* [Given task]: Reproduce every one of the records below word for word, keeping each line in its original order.

* [Entries provided]:
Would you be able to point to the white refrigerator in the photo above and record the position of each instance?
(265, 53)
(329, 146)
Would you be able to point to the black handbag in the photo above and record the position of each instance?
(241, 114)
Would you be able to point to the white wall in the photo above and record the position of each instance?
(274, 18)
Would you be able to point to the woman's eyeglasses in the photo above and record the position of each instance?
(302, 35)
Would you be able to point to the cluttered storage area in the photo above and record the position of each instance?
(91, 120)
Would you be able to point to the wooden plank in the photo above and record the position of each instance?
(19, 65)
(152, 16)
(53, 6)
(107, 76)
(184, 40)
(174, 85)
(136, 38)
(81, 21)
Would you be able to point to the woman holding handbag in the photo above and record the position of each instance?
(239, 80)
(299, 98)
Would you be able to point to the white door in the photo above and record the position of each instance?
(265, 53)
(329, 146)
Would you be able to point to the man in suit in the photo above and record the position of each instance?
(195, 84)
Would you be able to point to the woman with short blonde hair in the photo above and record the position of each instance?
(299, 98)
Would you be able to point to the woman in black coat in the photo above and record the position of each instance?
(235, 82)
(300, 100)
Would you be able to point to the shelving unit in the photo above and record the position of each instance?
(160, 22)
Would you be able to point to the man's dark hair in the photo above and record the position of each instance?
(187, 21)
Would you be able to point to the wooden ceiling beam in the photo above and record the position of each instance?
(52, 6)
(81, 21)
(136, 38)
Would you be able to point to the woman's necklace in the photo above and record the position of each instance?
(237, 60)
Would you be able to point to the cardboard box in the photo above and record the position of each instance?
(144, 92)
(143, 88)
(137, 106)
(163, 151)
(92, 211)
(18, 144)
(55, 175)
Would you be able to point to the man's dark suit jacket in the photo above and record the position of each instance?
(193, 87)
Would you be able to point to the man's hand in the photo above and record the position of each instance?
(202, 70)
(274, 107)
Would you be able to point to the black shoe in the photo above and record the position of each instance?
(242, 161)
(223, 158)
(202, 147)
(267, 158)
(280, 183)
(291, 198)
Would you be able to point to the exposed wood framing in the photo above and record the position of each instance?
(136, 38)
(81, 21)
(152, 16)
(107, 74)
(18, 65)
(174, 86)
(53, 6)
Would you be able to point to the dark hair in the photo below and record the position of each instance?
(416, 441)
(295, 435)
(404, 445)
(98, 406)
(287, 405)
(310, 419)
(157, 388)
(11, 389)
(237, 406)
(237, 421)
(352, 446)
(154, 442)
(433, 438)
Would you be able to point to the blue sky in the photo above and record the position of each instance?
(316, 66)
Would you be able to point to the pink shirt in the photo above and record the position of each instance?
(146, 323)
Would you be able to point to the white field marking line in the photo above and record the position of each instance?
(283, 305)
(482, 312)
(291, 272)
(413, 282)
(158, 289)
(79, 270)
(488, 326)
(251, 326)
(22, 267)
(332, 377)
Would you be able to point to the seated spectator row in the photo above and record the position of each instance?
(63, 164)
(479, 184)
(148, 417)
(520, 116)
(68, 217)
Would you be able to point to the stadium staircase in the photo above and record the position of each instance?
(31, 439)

* [Response to this task]:
Would you be able to point to the white refrigerator in the photo above and record the position of each instance?
(265, 53)
(329, 146)
Would you be able to point to the black handbag in the photo above and record the position of each instance?
(241, 114)
Would you be able to point to the white wall in the photo above and record the position of each instance?
(274, 18)
Would you be able to point to the woman's eyeglasses in the photo above and record the position of each instance?
(302, 35)
Would you be able to point to the cluttered storage area in the photo above and record the position of each instance?
(91, 120)
Would you be able to point to the wooden plank in the photo above and record the position of each instance?
(19, 65)
(152, 16)
(53, 6)
(107, 76)
(184, 40)
(174, 85)
(136, 38)
(81, 21)
Would you be able to point to the woman holding handbag in the photo above and record the position of each instance?
(239, 80)
(299, 98)
Would you be able to point to the white door in the photo above and record the position of each instance?
(265, 53)
(329, 146)
Would you be able to point to the man in suit in the photo above and record the position of each instance?
(195, 84)
Would you be able to point to the woman with short blonde hair in the photo above and record the position of each instance?
(299, 98)
Would you be able to point to the woman in black coat in the photo above and record the position of each instance?
(235, 82)
(300, 100)
Would you be able to point to the shelving unit in the photo above and record the position of each instance?
(160, 22)
Would you be able to point to the man's dark hair in the photo above and record the position of each instance?
(187, 21)
Would you be able to point to the wooden ceiling beam in the photo above and record the position of each instance?
(52, 6)
(81, 21)
(136, 38)
Would you be able to point to the woman's necklace in the photo above and record the position of each instance?
(237, 60)
Would you be able to point to the cardboard box in the photo above and record the position of each instance?
(144, 92)
(143, 88)
(137, 106)
(163, 151)
(92, 211)
(18, 144)
(55, 175)
Would you be able to point to the man's dark suit jacket in the photo above and record the position of each instance?
(193, 87)
Would you be able to point to the man's hand in the photo above and record the position of each instance?
(202, 70)
(274, 107)
Would you be able to point to the black shoe in the photo above and record the position of each instance?
(242, 161)
(223, 158)
(202, 147)
(267, 158)
(280, 183)
(291, 198)
Would you be able to point to the exposed wood framing in the photo above and record the position of each instance?
(136, 38)
(81, 21)
(152, 16)
(107, 74)
(18, 65)
(174, 86)
(53, 6)
Would you be able to point to the dark hair in the photo below and record the position of each instance?
(416, 441)
(295, 435)
(404, 445)
(98, 406)
(287, 405)
(310, 419)
(157, 388)
(11, 389)
(237, 406)
(237, 421)
(352, 446)
(154, 442)
(433, 438)
Would you be able to point to the blue sky in the photo above and record the position of each instance?
(316, 66)
Would you be able to point to the pink shirt in the photo above and record the position of each instance?
(146, 323)
Would you be able to point to the white field marking line in the photo above and record the position of each instance?
(283, 305)
(482, 312)
(291, 272)
(413, 282)
(158, 289)
(79, 270)
(488, 326)
(251, 326)
(22, 267)
(332, 377)
Would you be able to point to the seated spectator row in the photo above and record the position of each instance?
(63, 164)
(479, 184)
(148, 417)
(520, 116)
(68, 217)
Would you be able to point to the stadium staircase in the photo above and record the position of each instance?
(31, 439)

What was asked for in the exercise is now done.